» **Exercise**
Count the lines in the records below that contain the string "Query". Reply with the number alone.

· · ·

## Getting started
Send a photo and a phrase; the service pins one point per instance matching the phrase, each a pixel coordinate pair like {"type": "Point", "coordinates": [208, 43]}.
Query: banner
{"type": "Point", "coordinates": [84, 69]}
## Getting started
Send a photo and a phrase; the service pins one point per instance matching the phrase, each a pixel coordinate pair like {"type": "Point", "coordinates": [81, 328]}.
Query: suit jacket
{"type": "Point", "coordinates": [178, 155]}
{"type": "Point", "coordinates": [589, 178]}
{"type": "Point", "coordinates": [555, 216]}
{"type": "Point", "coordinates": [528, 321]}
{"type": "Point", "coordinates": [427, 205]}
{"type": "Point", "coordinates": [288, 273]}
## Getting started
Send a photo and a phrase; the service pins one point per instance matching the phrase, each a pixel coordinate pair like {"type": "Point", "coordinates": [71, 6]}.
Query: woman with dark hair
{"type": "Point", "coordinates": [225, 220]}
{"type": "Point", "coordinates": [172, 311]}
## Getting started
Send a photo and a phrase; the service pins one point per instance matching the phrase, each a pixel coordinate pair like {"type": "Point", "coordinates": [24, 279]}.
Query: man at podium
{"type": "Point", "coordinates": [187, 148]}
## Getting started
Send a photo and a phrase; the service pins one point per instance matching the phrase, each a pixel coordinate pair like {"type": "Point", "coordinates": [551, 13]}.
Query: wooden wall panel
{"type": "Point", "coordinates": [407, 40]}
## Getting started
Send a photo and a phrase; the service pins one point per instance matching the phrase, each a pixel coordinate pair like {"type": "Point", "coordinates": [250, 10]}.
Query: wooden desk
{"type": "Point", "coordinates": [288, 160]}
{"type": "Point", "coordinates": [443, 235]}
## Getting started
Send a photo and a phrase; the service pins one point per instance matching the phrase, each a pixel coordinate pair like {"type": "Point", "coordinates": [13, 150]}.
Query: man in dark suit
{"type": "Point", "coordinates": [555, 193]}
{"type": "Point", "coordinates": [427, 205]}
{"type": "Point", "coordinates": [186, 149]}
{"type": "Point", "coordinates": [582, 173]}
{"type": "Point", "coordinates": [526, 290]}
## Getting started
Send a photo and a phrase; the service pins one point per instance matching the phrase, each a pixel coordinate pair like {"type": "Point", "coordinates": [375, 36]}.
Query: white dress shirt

· · ·

» **Output**
8